• _DIRECTIONS_
Turn the lines below into a JSON list of strings, one string per line, leaving out any blank lines. Begin at the line that has "Could you please indicate the pavement" and keep going through the last of the rows.

• _Rows excerpted from a collection_
— Begin —

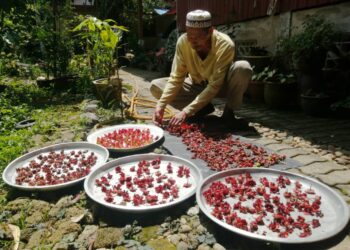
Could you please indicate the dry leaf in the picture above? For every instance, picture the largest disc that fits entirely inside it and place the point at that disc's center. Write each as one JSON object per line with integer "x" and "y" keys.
{"x": 16, "y": 233}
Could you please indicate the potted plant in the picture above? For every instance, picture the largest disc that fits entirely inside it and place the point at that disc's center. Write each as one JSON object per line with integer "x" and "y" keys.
{"x": 280, "y": 89}
{"x": 315, "y": 103}
{"x": 257, "y": 56}
{"x": 102, "y": 38}
{"x": 307, "y": 49}
{"x": 255, "y": 90}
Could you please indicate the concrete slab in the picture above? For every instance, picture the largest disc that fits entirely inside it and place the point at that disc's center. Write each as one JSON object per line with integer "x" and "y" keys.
{"x": 336, "y": 177}
{"x": 321, "y": 168}
{"x": 308, "y": 159}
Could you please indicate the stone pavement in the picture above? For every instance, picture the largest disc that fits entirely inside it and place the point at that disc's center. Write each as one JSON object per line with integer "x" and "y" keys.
{"x": 321, "y": 145}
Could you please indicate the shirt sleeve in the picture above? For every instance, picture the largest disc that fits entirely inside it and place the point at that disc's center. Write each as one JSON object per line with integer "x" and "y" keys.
{"x": 176, "y": 79}
{"x": 224, "y": 59}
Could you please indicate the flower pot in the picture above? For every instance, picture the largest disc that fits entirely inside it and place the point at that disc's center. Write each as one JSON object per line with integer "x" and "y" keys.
{"x": 255, "y": 91}
{"x": 258, "y": 62}
{"x": 108, "y": 92}
{"x": 59, "y": 83}
{"x": 280, "y": 95}
{"x": 311, "y": 82}
{"x": 316, "y": 105}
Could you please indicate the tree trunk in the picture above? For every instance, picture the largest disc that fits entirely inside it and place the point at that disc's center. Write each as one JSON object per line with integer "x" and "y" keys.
{"x": 140, "y": 19}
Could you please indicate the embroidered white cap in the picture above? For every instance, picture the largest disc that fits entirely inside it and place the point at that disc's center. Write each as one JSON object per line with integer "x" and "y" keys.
{"x": 198, "y": 19}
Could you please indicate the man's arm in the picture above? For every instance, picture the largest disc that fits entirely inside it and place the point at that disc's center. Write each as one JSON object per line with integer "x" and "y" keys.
{"x": 215, "y": 82}
{"x": 176, "y": 79}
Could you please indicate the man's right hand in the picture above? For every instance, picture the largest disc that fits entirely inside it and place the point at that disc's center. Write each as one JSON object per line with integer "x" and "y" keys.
{"x": 158, "y": 116}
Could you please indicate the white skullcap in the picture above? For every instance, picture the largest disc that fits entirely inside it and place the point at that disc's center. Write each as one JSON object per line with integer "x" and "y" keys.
{"x": 198, "y": 19}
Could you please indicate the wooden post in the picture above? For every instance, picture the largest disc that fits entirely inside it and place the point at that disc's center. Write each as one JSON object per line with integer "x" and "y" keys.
{"x": 140, "y": 20}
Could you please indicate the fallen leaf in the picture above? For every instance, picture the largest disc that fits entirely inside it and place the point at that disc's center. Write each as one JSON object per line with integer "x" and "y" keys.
{"x": 77, "y": 218}
{"x": 16, "y": 233}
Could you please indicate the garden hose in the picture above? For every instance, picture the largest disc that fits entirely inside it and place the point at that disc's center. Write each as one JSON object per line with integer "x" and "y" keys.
{"x": 136, "y": 102}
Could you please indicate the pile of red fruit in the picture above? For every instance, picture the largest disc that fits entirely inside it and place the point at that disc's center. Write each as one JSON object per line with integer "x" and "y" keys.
{"x": 262, "y": 206}
{"x": 223, "y": 153}
{"x": 127, "y": 138}
{"x": 56, "y": 168}
{"x": 148, "y": 183}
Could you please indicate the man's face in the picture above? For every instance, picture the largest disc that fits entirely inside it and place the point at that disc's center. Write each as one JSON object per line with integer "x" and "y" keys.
{"x": 199, "y": 38}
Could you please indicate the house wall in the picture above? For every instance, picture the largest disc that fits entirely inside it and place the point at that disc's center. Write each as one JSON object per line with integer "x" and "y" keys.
{"x": 267, "y": 30}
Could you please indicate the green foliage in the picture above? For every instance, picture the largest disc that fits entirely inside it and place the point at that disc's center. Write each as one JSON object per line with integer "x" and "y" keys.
{"x": 37, "y": 32}
{"x": 344, "y": 103}
{"x": 273, "y": 75}
{"x": 101, "y": 43}
{"x": 19, "y": 92}
{"x": 315, "y": 36}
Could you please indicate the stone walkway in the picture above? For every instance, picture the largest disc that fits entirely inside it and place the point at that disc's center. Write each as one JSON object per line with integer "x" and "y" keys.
{"x": 321, "y": 145}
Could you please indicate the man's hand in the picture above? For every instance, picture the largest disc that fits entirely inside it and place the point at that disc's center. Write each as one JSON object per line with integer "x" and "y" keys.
{"x": 178, "y": 119}
{"x": 158, "y": 116}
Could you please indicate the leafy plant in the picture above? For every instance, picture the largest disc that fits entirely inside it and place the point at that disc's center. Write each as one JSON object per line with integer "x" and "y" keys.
{"x": 310, "y": 43}
{"x": 273, "y": 75}
{"x": 102, "y": 39}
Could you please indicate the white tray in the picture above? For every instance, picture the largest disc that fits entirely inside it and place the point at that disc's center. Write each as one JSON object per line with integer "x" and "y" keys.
{"x": 155, "y": 131}
{"x": 334, "y": 208}
{"x": 95, "y": 192}
{"x": 9, "y": 174}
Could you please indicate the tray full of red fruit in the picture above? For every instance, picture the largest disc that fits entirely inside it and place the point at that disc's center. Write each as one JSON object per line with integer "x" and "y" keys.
{"x": 55, "y": 167}
{"x": 143, "y": 182}
{"x": 127, "y": 137}
{"x": 272, "y": 205}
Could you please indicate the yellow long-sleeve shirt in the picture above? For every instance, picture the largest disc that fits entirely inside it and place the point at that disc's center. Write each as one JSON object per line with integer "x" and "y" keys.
{"x": 212, "y": 69}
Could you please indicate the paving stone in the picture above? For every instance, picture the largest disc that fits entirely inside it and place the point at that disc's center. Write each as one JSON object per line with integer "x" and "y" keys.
{"x": 308, "y": 159}
{"x": 336, "y": 177}
{"x": 293, "y": 152}
{"x": 294, "y": 170}
{"x": 321, "y": 168}
{"x": 343, "y": 245}
{"x": 279, "y": 146}
{"x": 265, "y": 141}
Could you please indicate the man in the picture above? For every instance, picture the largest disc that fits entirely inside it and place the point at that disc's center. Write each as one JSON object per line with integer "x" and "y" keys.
{"x": 206, "y": 56}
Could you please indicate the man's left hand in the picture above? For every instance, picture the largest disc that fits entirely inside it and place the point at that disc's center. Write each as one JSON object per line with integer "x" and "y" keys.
{"x": 178, "y": 119}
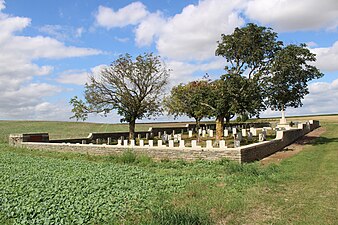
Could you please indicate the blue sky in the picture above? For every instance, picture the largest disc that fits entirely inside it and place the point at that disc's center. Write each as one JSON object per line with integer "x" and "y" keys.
{"x": 48, "y": 48}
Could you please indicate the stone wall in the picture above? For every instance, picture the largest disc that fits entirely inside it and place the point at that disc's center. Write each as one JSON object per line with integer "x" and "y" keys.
{"x": 246, "y": 153}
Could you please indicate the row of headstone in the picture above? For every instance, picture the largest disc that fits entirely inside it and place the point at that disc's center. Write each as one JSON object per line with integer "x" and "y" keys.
{"x": 160, "y": 144}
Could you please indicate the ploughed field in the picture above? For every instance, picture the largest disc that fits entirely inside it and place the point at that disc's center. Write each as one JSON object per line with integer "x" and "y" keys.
{"x": 40, "y": 187}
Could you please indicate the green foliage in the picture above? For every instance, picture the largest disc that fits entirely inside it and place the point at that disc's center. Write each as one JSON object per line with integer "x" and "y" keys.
{"x": 134, "y": 88}
{"x": 290, "y": 73}
{"x": 188, "y": 99}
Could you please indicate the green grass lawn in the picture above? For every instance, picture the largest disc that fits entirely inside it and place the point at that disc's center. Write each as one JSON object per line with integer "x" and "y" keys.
{"x": 40, "y": 187}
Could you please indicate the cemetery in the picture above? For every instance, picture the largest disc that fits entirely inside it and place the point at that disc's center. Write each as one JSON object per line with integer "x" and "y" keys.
{"x": 240, "y": 143}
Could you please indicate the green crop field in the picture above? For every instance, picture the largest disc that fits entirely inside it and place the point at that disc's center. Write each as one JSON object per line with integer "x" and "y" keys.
{"x": 39, "y": 187}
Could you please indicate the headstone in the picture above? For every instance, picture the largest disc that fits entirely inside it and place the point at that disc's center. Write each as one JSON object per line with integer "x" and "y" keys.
{"x": 237, "y": 143}
{"x": 171, "y": 143}
{"x": 226, "y": 133}
{"x": 182, "y": 145}
{"x": 194, "y": 144}
{"x": 234, "y": 131}
{"x": 141, "y": 143}
{"x": 253, "y": 131}
{"x": 211, "y": 133}
{"x": 261, "y": 137}
{"x": 244, "y": 134}
{"x": 222, "y": 144}
{"x": 132, "y": 143}
{"x": 239, "y": 136}
{"x": 209, "y": 144}
{"x": 175, "y": 138}
{"x": 249, "y": 136}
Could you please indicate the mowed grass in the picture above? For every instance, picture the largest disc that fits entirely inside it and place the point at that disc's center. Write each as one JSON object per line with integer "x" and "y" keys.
{"x": 71, "y": 188}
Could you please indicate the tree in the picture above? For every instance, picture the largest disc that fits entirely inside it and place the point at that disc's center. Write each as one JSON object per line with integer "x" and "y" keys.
{"x": 132, "y": 87}
{"x": 290, "y": 74}
{"x": 249, "y": 52}
{"x": 186, "y": 99}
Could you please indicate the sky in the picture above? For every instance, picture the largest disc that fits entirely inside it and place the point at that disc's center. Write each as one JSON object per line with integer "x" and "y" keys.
{"x": 48, "y": 48}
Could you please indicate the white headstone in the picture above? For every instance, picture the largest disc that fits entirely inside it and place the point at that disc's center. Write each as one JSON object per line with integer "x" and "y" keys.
{"x": 171, "y": 143}
{"x": 141, "y": 143}
{"x": 132, "y": 143}
{"x": 226, "y": 133}
{"x": 249, "y": 136}
{"x": 239, "y": 136}
{"x": 261, "y": 137}
{"x": 203, "y": 133}
{"x": 234, "y": 130}
{"x": 209, "y": 144}
{"x": 182, "y": 145}
{"x": 193, "y": 143}
{"x": 222, "y": 144}
{"x": 244, "y": 134}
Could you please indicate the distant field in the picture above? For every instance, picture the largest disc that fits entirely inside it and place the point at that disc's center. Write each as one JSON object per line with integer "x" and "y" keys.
{"x": 59, "y": 130}
{"x": 39, "y": 187}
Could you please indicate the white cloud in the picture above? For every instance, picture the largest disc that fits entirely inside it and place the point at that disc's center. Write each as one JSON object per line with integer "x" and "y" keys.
{"x": 193, "y": 33}
{"x": 150, "y": 27}
{"x": 20, "y": 96}
{"x": 2, "y": 4}
{"x": 290, "y": 15}
{"x": 62, "y": 33}
{"x": 129, "y": 15}
{"x": 323, "y": 99}
{"x": 78, "y": 77}
{"x": 327, "y": 58}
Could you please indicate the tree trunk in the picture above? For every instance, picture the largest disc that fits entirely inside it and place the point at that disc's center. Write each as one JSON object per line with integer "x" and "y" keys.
{"x": 197, "y": 129}
{"x": 219, "y": 127}
{"x": 131, "y": 130}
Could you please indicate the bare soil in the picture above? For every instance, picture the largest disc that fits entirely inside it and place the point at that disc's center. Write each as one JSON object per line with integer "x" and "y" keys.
{"x": 294, "y": 148}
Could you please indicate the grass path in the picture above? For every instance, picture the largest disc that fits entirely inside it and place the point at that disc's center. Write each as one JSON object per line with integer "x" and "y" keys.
{"x": 308, "y": 191}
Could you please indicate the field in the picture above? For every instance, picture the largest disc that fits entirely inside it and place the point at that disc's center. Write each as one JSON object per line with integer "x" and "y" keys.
{"x": 63, "y": 188}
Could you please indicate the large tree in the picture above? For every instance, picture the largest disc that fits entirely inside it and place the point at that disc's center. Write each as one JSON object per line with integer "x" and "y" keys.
{"x": 132, "y": 87}
{"x": 290, "y": 74}
{"x": 187, "y": 99}
{"x": 249, "y": 52}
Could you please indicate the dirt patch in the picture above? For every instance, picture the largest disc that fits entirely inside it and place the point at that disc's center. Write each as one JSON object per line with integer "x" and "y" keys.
{"x": 294, "y": 148}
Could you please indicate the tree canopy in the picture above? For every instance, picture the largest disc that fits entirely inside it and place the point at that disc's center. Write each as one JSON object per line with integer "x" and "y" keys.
{"x": 187, "y": 99}
{"x": 132, "y": 87}
{"x": 290, "y": 74}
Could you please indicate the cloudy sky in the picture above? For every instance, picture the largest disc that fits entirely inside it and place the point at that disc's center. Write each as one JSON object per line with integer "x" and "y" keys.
{"x": 47, "y": 48}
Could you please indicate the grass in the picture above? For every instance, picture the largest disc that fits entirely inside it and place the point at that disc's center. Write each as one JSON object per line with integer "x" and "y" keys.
{"x": 299, "y": 190}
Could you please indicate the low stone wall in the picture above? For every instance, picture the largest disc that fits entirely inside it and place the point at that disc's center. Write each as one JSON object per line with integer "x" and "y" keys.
{"x": 246, "y": 153}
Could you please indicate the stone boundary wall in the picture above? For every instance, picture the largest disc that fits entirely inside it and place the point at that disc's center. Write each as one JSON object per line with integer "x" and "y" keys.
{"x": 242, "y": 154}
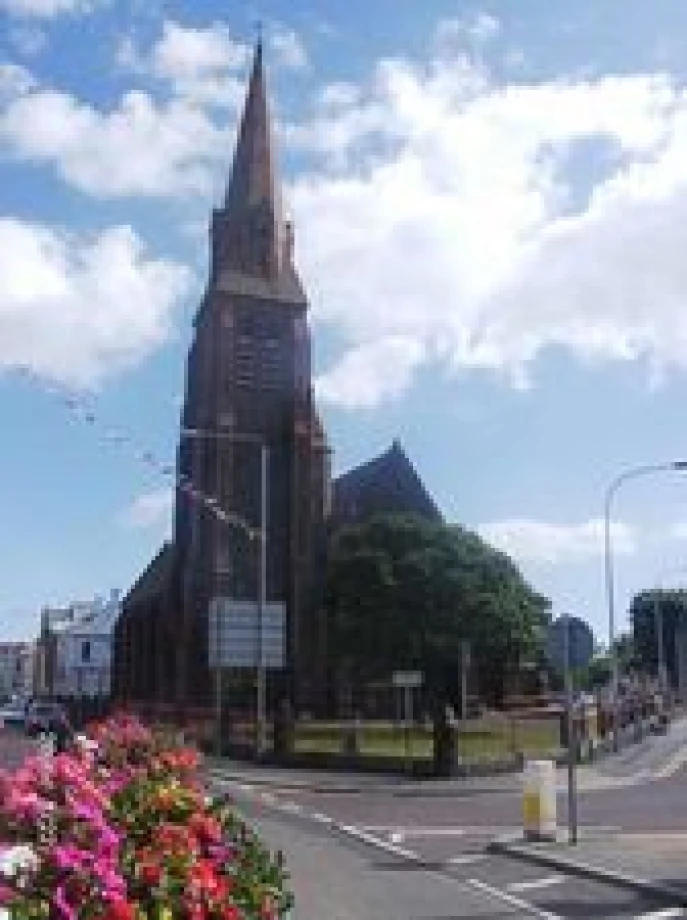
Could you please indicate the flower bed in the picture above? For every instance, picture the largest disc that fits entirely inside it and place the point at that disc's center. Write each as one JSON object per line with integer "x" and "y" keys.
{"x": 124, "y": 830}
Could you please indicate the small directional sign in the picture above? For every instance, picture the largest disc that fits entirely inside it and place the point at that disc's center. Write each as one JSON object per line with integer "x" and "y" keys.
{"x": 407, "y": 679}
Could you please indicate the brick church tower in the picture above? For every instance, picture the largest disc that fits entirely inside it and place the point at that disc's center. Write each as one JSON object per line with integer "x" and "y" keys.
{"x": 248, "y": 383}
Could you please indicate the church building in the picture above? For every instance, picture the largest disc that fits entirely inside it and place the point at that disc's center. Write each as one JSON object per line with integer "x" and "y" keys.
{"x": 251, "y": 445}
{"x": 248, "y": 401}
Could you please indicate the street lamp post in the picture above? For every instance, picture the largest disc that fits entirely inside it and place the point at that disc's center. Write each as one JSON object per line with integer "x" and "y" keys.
{"x": 624, "y": 476}
{"x": 259, "y": 534}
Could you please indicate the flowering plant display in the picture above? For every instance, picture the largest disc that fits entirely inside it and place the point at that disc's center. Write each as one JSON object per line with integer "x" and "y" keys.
{"x": 123, "y": 829}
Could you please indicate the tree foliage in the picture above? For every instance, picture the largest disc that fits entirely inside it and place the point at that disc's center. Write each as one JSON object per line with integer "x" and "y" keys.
{"x": 403, "y": 593}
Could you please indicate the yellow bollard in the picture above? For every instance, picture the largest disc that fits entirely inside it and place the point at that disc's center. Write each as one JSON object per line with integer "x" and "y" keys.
{"x": 539, "y": 800}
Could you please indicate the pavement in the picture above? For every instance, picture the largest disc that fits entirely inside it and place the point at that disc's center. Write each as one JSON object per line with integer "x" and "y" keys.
{"x": 378, "y": 852}
{"x": 651, "y": 863}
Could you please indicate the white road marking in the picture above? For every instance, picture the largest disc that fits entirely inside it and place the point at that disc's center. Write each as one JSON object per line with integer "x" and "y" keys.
{"x": 676, "y": 763}
{"x": 666, "y": 914}
{"x": 525, "y": 906}
{"x": 534, "y": 883}
{"x": 466, "y": 860}
{"x": 404, "y": 832}
{"x": 370, "y": 839}
{"x": 320, "y": 818}
{"x": 292, "y": 808}
{"x": 530, "y": 909}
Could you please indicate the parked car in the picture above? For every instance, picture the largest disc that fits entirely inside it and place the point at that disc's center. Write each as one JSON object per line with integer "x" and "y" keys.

— End —

• _EXERCISE OUTPUT_
[
  "Could you please indicate the pavement in the picture above? For every instance, picture the largest disc that fits entirely inside it and place the point at that disc's center. Write each as one JSON object per line with integer \"x\" and \"y\" keys.",
  "{\"x\": 378, \"y\": 852}",
  "{\"x\": 651, \"y\": 863}",
  "Could you please indicate the white road marking in the picture above? For every instance, picture the largest disc that fits entirely inside it and place the point at that disc's center. Write each as one JSON object per line with integer \"x\" and \"y\" keys.",
  "{\"x\": 676, \"y\": 763}",
  "{\"x\": 666, \"y\": 914}",
  "{\"x\": 525, \"y\": 906}",
  "{\"x\": 534, \"y\": 883}",
  "{\"x\": 466, \"y\": 860}",
  "{\"x\": 404, \"y\": 832}",
  "{\"x\": 370, \"y\": 839}",
  "{\"x\": 320, \"y\": 818}",
  "{\"x\": 292, \"y\": 808}",
  "{\"x\": 530, \"y\": 909}",
  "Could you please indicate the parked car in the picture above? For every instance, picture the largest disc that fits entirely inside it and place the point at that disc's center. Write each as one JSON object per line with integer \"x\" and \"y\" keys."
]